## [Ce qu'il faut faire]
A: Dans l'extrait ci-dessous sur la mission d'éducateur d'André Rochais, de quel philosophe vient la définition de l'art d'éduquer ?
B: Poursuivez l'extrait sur la mission d'éducateur d'André Rochais à partir de sa dernière phrase.

## [Extrait fourni]
◆ ◆ ◆

2. Une Mission D’éducateur

Il devine que ses dons personnels se réaliseront désormais davantage auprès des adultes. Il se sent éducateur plus qu’enseignant et désire se former dans un art d’éduquer qui, selon le philosophe Jacques MARITAIN, consiste ‘« à instruire, inspirer, discipliner et émonder, à enseigner et éclairer de telle sorte que dans l’intimité des activités de l’homme, le poids des tendances égoïstes diminue et que grandisse au contraire celui des aspirations propres à la personnalité et à sa générosité spirituelle »’ 102.

Cette définition semble bien s’appliquer au travail d’André ROCHAIS qui a voulu être et a été, de fait, un véritable éducateur, au sens de celui qui est au service du déploiement de l’humanité dans l’homme et dans la société. Il continue alors sa recherche, passionné davantage au fur et à mesure qu’il est amené à côtoyer des publics plus âgés, comme celui des futurs instituteurs :

« J’étais heureux, j’aimais beaucoup flamber d’enthousiasme avec ces futurs instituteurs. J’aimais beaucoup mes élèves. J’essayais de les aider pour qu’ils deviennent des hommes. Ma vocation d’éducateur prenait du relief. J’aimais plus l’éducation que l’enseignement » 103 .

Il pressent que la plus grande manière d’éduquer et d’apprendre est bien celle qui conduit les personnes à la liberté et à l’autonomie ; le paradoxe de l’éducateur qui se doit d’éveiller les consciences tout en garantissant le respect des personnes ne lui échappe pas. PRH deviendra plus tard un outil d’autoformation destiné à tous ceux qui désirent librement prendre en main leur croissance.

◆ ◆ ◆

## [Données fournies]

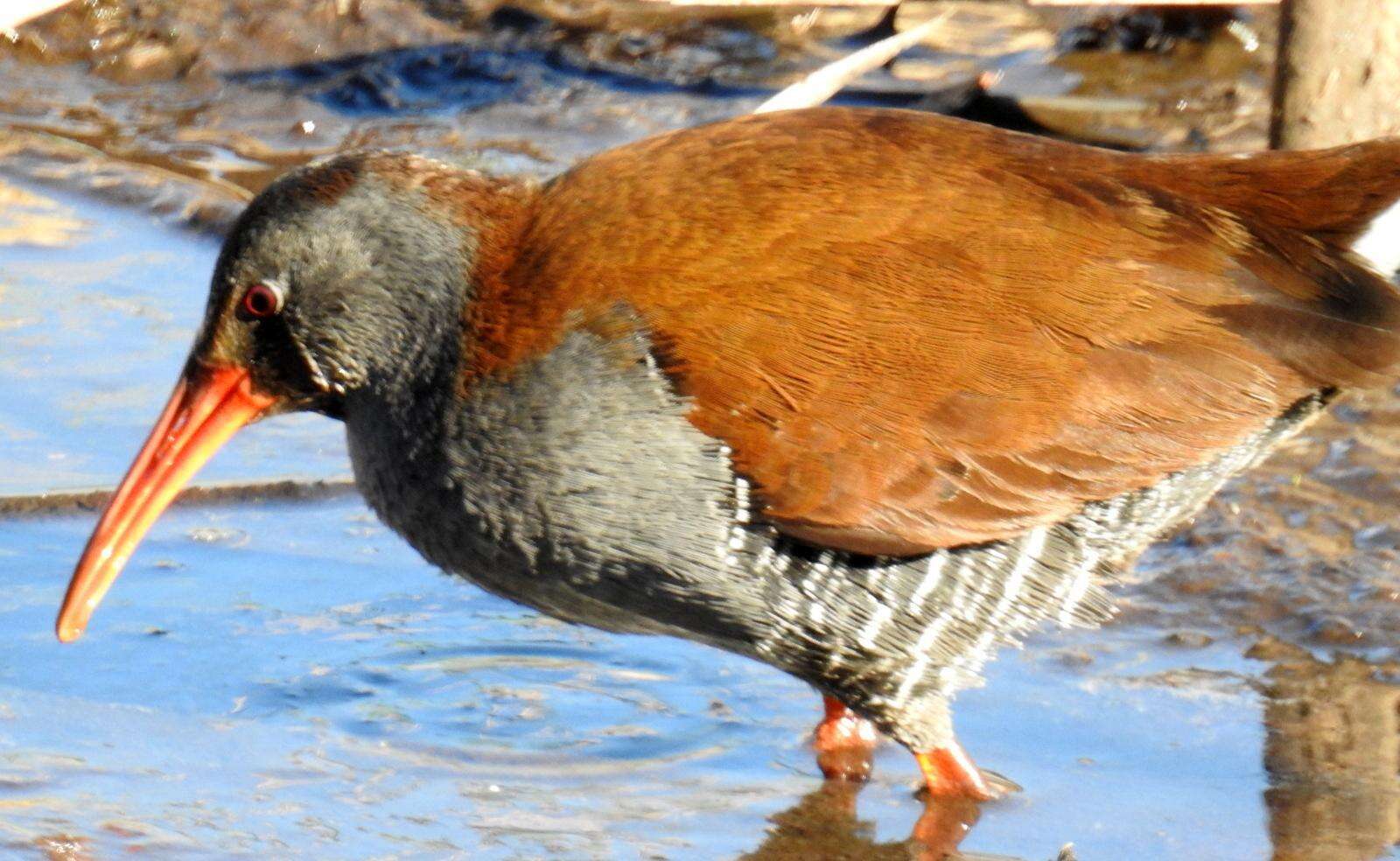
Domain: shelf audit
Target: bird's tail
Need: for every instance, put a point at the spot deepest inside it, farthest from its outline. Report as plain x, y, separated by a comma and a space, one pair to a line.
1344, 196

◆ ◆ ◆

## [Réponses dans l'ordre]
A: Du philosophe Jacques Maritain.

B:
Il s’inspire de ce qui lui semble utile et bon dans l’esprit des pédagogies actives mais ne cesse jamais d’en confronter les différents apports théoriques avec les résultats de ses observations pratiques.

C’est donc dans les années 50 qu’il commence à poser les bases de sa future pédagogie, les TPA (Travaux Personnels d’Analyse). Ceux-ci sont inspirés en effet par la conception de l’autoformation présente au coeur des pédagogies actives, et fondés sur la conviction profonde que l’être humain doit être le premier artisan de sa croissance.

En 1948, André ROCHAIS qui a 27 ans est nommé directeur d’école primaire aux Sables d’Olonne en Vendée. Son statut lui permet de se pencher plus activement sur sa recherche :

« Il remarquait que les enfants étaient abîmés. Une question le préoccupait, que faut-il faire avec les parents pour que l’enfant arrive à l’école le plus disponible possible pour l’enseignement » 104 .

En bon éducateur religieux, il souhaitait ardemment préserver les enfants et ne pas les déprécier, mais se rendait à l’évidence que le contexte familial et culturel relevait d’une puissance très influente sur eux. De fait, ceux-ci arrivaient souvent fort perturbés par leur vie extra scolaire et peu disposés à recevoir la culture dispensée par l’école.

André ROCHAIS commence alors à multiplier les réunions de parents afin d’aider ceux-ci à prendre conscience des attitudes éducatives fondamentales à adopter avec leurs enfants. Plus tard, il créera une session spéciale pour les parents intitulée : « Aider mes enfants à exister », signe que ce problème demeurera très important à ses yeux. Il organise dans le même mouvement des réunions de professeurs, désireux de créer une cohésion au sein de l’établissement afin que des finalités éducatives communes puissent être mises à jour et constituent le point de départ d’un travail pédagogique efficace. Il a l’intuition qu’il est destiné à être éducateur d’adultes :

« J’expérimentais alors que les adultes m’inspiraient plus que les jeunes... j’avais l’impression qu’on ne faisait pas du définitif avec les enfant. J’avais envie de faire du définitif et de faire vite. Je trouvais qu’avec les adultes, c’était plus sûr, c’était plus radical » 105 .

Par la suite, André ROCHAIS se rendant compte de la lenteur nécessaire à toute démarche éducative, devra nuancer cette première analyse. Nous percevons cependant à travers ces propos un désir peut être un peu idéaliste de trouver un moyen d’aider les personnes adultes à se transformer en vue d’une réalisation personnelle et collective efficace, fondée sur une anthropologie personnaliste.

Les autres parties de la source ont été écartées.